■ Requirements ■
Find each line below that contains the word "hair" and copy every one of them.

┌──

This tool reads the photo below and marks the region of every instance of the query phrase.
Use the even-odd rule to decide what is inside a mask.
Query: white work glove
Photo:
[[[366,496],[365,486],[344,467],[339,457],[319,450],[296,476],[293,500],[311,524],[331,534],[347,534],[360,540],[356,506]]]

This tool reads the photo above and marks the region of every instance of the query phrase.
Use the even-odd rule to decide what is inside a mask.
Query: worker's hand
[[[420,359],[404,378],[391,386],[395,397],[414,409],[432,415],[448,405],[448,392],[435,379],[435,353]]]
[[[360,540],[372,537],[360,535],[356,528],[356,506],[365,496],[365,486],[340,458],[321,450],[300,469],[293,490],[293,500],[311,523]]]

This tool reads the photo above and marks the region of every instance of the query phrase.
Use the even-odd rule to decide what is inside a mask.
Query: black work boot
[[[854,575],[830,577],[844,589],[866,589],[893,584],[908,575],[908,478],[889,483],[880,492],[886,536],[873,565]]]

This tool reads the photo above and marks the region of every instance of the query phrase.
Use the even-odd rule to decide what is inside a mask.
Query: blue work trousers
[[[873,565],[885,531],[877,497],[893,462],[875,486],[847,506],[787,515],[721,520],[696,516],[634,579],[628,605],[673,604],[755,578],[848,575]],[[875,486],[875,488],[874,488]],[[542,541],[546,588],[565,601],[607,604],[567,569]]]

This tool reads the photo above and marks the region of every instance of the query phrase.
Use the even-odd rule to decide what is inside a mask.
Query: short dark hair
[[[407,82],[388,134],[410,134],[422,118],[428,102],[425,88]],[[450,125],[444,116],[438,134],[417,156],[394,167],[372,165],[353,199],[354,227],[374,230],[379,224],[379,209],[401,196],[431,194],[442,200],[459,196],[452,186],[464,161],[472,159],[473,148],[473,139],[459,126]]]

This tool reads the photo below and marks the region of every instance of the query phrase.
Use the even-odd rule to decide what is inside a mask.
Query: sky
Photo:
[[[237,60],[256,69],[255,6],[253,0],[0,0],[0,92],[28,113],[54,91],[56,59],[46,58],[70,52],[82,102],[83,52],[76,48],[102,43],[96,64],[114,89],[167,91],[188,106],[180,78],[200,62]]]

└──
┌──

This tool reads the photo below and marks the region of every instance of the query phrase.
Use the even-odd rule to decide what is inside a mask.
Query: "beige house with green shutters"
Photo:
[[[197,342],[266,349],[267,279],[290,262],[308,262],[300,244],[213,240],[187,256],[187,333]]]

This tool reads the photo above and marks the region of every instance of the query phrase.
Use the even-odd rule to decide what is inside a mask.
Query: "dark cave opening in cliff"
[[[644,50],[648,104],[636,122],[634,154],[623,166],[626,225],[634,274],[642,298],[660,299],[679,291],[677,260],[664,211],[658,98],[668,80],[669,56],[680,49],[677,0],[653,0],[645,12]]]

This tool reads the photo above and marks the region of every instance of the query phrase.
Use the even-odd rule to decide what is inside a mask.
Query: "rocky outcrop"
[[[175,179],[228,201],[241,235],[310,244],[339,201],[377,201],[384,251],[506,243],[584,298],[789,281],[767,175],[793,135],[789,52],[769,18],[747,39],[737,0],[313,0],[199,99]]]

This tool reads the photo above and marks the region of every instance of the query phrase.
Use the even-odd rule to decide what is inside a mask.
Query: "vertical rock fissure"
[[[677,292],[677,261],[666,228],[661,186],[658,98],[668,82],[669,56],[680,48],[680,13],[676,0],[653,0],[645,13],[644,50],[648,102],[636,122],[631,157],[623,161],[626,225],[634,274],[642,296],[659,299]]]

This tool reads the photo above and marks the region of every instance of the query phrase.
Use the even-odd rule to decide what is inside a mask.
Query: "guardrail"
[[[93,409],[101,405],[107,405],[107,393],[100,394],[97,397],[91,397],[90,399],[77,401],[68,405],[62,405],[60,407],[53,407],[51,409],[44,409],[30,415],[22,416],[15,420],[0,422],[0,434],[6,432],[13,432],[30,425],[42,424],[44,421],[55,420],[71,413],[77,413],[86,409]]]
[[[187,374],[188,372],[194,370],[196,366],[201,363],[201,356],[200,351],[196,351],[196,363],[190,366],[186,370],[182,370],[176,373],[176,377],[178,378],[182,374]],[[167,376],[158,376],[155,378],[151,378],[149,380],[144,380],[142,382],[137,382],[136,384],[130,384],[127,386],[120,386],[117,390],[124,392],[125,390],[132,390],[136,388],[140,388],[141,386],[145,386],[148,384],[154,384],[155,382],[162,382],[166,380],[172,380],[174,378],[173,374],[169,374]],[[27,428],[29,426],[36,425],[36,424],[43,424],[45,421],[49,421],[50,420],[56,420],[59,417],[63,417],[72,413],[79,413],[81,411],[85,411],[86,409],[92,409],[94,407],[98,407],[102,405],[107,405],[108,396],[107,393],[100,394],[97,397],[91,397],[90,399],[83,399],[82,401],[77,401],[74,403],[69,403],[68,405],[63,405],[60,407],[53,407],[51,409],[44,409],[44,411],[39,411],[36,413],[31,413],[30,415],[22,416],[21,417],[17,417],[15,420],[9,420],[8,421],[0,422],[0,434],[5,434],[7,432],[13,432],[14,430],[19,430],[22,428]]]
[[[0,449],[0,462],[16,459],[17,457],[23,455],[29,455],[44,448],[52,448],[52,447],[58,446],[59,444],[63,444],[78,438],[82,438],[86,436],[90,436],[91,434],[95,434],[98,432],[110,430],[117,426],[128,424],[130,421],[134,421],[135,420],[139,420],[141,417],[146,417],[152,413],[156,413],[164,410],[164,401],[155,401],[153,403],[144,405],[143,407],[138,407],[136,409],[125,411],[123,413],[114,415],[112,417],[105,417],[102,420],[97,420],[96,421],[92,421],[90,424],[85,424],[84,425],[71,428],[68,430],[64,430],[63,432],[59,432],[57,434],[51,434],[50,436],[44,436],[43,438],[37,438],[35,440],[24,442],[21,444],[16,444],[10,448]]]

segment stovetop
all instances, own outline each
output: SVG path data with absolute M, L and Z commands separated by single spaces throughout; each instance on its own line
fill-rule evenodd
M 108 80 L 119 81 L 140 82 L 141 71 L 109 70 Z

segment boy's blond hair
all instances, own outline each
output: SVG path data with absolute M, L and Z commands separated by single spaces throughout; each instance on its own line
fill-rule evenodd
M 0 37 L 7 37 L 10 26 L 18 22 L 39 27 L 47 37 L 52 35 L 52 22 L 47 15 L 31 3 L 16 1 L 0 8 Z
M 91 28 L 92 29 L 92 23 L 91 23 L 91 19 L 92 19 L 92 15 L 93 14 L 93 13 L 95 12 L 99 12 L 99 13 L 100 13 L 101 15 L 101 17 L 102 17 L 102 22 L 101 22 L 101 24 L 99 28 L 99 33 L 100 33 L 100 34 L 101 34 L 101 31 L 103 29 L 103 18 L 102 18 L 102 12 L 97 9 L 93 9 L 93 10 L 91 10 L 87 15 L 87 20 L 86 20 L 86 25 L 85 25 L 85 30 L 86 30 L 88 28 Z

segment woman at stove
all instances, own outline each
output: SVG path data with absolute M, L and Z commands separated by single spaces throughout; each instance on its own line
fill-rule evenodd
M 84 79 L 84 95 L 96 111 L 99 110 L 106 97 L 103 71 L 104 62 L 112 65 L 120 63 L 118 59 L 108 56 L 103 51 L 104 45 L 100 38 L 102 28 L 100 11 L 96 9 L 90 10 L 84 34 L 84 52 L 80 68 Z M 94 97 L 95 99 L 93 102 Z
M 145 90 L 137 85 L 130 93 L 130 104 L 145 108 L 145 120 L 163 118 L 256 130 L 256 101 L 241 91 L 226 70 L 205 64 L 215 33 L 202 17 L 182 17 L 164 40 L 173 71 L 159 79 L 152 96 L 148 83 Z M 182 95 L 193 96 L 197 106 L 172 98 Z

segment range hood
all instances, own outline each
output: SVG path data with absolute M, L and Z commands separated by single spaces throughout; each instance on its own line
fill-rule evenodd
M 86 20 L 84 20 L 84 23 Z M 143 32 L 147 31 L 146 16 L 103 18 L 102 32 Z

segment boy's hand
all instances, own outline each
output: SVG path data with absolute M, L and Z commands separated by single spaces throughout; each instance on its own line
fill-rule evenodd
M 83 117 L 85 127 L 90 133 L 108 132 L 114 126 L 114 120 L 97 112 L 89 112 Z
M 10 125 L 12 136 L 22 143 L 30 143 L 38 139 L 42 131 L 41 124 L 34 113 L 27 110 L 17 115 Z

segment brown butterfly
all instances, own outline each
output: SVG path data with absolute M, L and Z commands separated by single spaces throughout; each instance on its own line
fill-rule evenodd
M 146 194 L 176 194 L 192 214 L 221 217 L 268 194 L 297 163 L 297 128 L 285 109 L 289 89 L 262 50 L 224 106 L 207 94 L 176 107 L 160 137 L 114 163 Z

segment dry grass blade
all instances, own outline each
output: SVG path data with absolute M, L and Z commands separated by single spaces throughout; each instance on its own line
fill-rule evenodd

└──

■ Task solution ■
Query: short dark hair
segment boy's blond hair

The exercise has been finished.